» Source extract:
◇ ◇ ◇ ◇ ◇ ◇ ◇

This property of a classically derived statistical mechanics explains why in this branch of physics – the classic Boltzmann-Gibbs statistical mechanics – you won’t find any reference to an “observer effect” on entropy from zooming over pixel scales.
Translating this standard statistical-mechanical framework to a more familiar context of statistical ecology, the sum of grid cell variance equals the total variance of the system, quite independent of the grid resolution. The variance is thus reflecting a statistically stationary space use process. Consequently, in this classical scenario stationary variance (and entropy) supports the prediction of a home range area asymptote; a stationary home range size that will be revealed in more detail as N is sufficiently increased to reduce the statistical artifact from a small sample size. For larger N, home range area is practically constant under a change of N. Hence, the embedded entropy is similarly constant. In this manner I have hereby described a bridge between statistical ecology and statistical physics under the standard framework.

◇ ◇ ◇ ◇ ◇ ◇ ◇

Location identification entries:
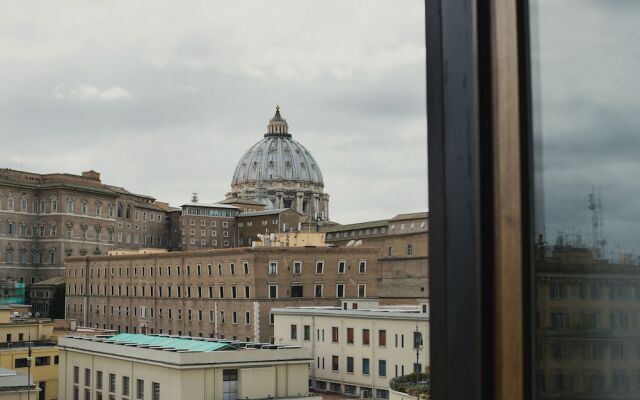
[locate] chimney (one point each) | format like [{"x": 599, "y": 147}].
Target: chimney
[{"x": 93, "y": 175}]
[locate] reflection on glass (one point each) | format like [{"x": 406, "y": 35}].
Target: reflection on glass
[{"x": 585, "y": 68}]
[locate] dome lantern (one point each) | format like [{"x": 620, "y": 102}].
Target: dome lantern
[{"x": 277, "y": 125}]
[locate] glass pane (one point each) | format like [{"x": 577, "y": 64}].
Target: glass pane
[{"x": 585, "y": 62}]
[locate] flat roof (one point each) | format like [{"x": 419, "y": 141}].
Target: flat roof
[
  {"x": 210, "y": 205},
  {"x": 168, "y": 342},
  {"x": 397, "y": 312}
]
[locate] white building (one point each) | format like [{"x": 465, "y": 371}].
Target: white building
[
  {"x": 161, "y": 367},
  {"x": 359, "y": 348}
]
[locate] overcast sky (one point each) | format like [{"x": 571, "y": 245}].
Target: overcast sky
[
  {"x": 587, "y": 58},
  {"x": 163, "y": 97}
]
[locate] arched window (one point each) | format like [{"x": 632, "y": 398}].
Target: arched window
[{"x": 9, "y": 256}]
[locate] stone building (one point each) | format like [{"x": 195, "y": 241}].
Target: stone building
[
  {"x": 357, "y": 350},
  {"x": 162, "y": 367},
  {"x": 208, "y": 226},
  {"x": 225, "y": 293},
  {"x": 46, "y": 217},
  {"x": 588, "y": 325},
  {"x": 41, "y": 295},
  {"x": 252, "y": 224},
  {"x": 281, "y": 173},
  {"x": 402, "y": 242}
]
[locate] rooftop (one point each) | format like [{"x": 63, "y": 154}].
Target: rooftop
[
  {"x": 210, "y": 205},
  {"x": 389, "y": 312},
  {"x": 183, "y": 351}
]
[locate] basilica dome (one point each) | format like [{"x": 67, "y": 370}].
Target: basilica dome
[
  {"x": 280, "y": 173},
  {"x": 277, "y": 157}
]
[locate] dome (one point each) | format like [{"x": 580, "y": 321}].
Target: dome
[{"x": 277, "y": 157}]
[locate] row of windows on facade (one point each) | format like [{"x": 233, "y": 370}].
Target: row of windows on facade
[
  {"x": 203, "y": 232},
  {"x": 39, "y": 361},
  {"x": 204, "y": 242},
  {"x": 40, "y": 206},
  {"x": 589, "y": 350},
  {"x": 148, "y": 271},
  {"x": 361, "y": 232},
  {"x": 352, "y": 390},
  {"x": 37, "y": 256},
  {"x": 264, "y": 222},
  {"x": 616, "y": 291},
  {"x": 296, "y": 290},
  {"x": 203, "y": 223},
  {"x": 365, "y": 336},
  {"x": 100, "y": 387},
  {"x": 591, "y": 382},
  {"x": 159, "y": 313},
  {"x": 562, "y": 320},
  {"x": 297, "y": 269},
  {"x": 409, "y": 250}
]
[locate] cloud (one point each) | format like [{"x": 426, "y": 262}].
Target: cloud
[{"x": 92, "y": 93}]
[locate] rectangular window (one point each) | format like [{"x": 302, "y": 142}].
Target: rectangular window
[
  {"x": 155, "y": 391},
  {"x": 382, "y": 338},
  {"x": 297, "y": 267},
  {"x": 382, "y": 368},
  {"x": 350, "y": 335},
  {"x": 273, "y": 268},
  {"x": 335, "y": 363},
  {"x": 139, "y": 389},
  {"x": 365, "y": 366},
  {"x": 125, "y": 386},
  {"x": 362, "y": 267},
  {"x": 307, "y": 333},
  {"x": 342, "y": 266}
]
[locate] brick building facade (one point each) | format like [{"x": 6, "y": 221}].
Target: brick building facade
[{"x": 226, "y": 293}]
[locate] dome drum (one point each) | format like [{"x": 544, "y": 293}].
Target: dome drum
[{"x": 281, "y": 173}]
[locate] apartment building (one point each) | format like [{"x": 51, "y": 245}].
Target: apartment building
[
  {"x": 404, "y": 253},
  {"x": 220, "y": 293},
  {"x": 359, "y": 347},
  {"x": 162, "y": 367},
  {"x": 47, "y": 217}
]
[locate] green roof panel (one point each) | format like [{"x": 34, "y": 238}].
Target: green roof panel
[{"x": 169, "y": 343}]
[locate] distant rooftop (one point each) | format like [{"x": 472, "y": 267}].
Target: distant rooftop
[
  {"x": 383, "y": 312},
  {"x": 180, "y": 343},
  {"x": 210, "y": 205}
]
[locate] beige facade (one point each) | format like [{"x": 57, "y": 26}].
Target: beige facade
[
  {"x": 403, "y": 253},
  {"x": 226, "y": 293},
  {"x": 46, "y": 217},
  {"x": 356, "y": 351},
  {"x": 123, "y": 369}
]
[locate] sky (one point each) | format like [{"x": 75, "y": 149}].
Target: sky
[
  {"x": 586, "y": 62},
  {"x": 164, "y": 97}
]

◇ ◇ ◇ ◇ ◇ ◇ ◇

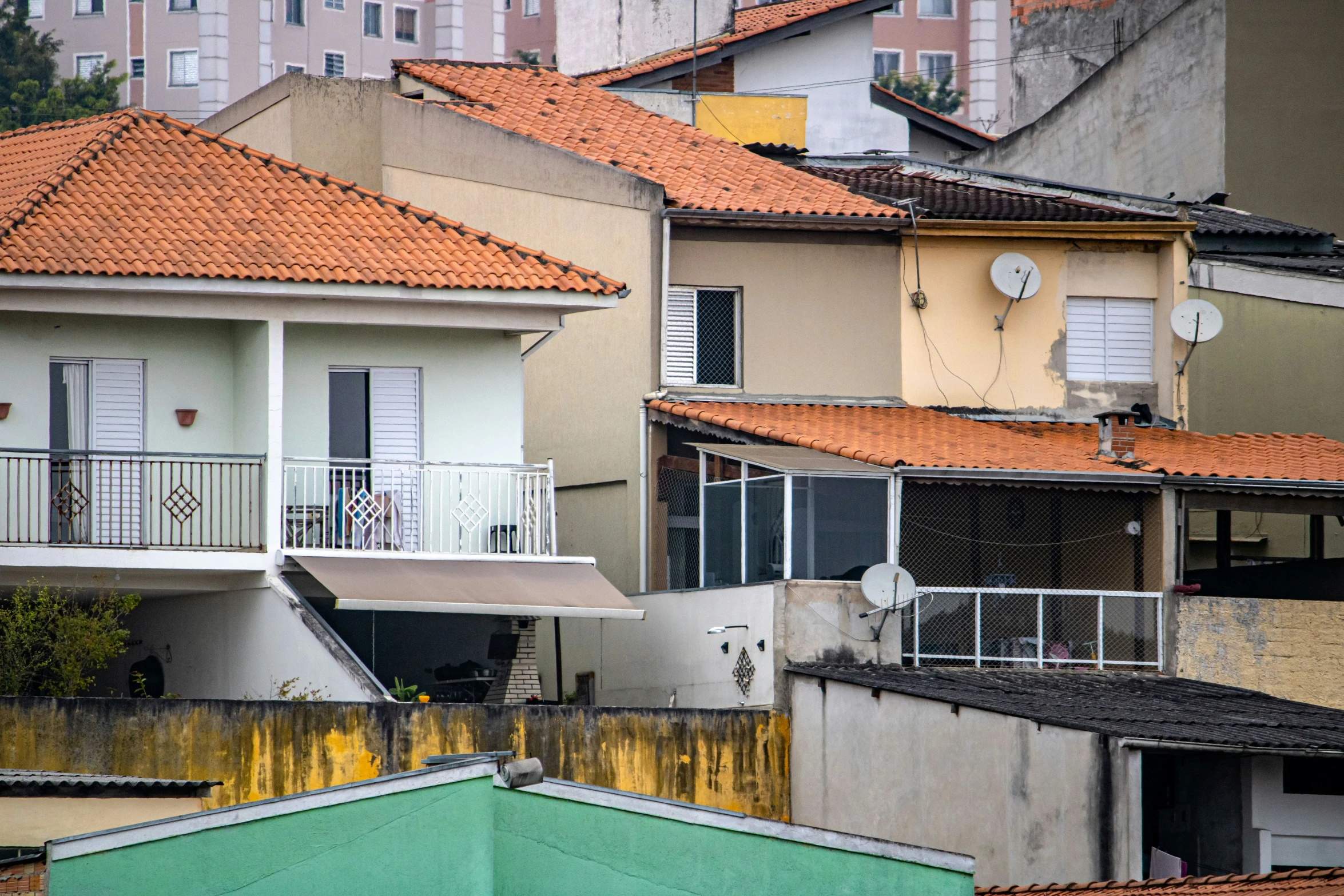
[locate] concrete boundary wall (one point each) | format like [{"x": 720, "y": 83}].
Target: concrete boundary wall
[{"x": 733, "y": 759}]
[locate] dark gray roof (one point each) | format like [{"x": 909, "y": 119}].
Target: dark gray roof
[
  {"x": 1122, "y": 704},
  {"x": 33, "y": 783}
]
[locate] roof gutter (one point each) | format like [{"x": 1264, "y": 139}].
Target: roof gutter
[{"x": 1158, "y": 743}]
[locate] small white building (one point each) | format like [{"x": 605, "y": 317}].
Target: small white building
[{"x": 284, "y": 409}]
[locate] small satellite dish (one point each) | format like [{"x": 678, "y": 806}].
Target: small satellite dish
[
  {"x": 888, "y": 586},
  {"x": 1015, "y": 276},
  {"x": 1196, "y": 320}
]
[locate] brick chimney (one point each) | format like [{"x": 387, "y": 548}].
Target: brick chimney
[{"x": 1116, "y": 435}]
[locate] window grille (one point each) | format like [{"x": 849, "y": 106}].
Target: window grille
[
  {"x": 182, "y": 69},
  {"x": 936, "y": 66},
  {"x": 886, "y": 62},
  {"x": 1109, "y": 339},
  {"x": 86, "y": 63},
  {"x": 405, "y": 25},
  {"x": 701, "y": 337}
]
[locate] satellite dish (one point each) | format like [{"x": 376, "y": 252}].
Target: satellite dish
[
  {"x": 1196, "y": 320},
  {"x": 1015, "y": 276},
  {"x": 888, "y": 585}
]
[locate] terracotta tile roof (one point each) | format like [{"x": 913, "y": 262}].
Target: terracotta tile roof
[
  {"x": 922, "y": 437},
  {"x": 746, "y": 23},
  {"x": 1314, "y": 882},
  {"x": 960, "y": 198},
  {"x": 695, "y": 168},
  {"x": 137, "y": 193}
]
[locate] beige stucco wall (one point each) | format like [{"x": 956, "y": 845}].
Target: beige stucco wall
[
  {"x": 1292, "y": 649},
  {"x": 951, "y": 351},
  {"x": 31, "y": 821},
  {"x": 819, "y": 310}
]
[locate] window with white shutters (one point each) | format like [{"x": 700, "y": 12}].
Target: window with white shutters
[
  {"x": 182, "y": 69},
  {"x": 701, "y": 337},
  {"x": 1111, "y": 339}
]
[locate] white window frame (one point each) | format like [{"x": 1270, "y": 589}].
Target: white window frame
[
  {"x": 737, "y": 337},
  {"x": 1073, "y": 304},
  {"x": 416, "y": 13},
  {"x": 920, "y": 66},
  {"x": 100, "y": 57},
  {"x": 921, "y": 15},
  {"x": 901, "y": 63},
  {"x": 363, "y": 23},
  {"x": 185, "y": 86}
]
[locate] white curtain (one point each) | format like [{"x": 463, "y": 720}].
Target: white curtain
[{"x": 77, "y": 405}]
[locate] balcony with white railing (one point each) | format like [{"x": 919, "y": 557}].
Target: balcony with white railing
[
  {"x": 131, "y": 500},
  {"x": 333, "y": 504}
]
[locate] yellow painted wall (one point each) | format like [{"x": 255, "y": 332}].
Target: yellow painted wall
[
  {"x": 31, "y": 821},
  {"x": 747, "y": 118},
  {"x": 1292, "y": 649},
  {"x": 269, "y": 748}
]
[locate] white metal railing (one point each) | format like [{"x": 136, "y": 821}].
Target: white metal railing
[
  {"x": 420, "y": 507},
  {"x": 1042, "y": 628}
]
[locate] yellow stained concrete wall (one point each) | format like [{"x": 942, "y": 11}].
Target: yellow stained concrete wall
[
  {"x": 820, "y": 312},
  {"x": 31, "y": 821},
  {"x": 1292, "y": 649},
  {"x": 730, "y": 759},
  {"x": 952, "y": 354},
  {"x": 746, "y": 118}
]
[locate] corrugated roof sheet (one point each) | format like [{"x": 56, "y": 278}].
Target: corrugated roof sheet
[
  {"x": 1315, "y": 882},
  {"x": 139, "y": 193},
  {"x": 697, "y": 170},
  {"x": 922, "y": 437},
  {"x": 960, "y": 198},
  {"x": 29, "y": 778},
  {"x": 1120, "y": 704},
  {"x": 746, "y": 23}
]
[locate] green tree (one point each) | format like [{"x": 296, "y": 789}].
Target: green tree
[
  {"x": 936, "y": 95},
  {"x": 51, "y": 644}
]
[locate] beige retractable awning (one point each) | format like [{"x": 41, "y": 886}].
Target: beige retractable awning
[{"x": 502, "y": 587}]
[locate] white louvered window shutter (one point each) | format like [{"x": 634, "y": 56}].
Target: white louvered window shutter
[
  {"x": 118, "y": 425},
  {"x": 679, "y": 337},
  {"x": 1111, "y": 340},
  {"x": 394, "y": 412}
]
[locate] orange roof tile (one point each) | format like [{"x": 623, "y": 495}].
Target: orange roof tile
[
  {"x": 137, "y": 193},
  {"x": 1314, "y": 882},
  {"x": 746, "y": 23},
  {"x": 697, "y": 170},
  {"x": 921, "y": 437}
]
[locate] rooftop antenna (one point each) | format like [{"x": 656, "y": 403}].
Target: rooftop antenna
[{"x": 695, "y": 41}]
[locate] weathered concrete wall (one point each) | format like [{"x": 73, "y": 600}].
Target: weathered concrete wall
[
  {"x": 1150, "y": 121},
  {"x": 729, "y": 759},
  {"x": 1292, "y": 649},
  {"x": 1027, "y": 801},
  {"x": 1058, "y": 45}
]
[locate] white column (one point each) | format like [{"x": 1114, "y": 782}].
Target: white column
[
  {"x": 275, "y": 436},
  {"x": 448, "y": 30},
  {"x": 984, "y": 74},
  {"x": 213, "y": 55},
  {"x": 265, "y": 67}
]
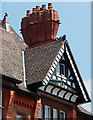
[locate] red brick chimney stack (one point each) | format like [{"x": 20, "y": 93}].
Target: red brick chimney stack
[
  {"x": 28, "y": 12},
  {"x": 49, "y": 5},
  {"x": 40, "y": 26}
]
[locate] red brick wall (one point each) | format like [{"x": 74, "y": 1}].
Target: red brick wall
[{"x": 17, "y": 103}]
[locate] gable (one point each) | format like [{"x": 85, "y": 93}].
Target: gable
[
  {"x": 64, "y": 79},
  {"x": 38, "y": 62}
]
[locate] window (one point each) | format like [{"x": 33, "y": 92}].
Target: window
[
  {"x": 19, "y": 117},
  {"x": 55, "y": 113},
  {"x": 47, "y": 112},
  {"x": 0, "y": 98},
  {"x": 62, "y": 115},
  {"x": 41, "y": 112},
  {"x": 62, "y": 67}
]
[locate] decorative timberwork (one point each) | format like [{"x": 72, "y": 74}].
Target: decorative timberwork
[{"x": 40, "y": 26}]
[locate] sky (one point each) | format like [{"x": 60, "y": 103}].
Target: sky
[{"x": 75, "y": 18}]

◇ ◇ ◇ ◇ ◇ ◇ ◇

» Requirements:
[1] In the passage on statistical mechanics and home range area, what happens to home range area for larger N?
[2] Extend the passage on statistical mechanics and home range area, starting right after its final sentence.

» Responses for each task:
[1] It is practically constant under a change of N.

[2]
One may call it remarkable or fascinating – but this geometric scaling is what may be predicted from the parallel processing (PP) conjecture of the MRW model. According to this extended framework, entropy is postulated to be dispersed over a scale range, not just at a specific “reference” spatial scale and integrating (summing) from this reference to find the entropy at other scales. Thus, parallel processing defies standard statistical assumptions, and the system’s statistical-mechanical framework consequently needs to be extended. In both frameworks; i.e., including the extended system scenario, the log-transformed entropy is expanding proportionally with system extent. However, in the extended framework, the theory predicts the rate of expansion to be geometrically smaller (four times larger extent is needed to find a doubling of entropy, in a scale-free manner), since 50% gain of entropy is cancelled out due to the 50% parallel loss of entropy that is swamped at finer resolutions (see Archive)!
- In the standard framework, entropy expands proportionally with area or volume of the system; i.e., the system’s spatial extent.
- In the parallel processing framework, entropy expands both with area/volume (system extent) and the scale range (system’s spatial grain) over which the process is observed.
- The latter scale range – over which entropy is distributed uniformly (on a log-scale) – is a function of temporal observation intensity.
- The scale range expands with observation intensity, N, in accordance to the “inwards” and “outwards” expansion of self-organized, scale-free dispersion of incidence (cells with 1 or more fixes) at respective scales. The middle layer (in log-scale terms) is the individual’s characteristic scale of space use, CSSU!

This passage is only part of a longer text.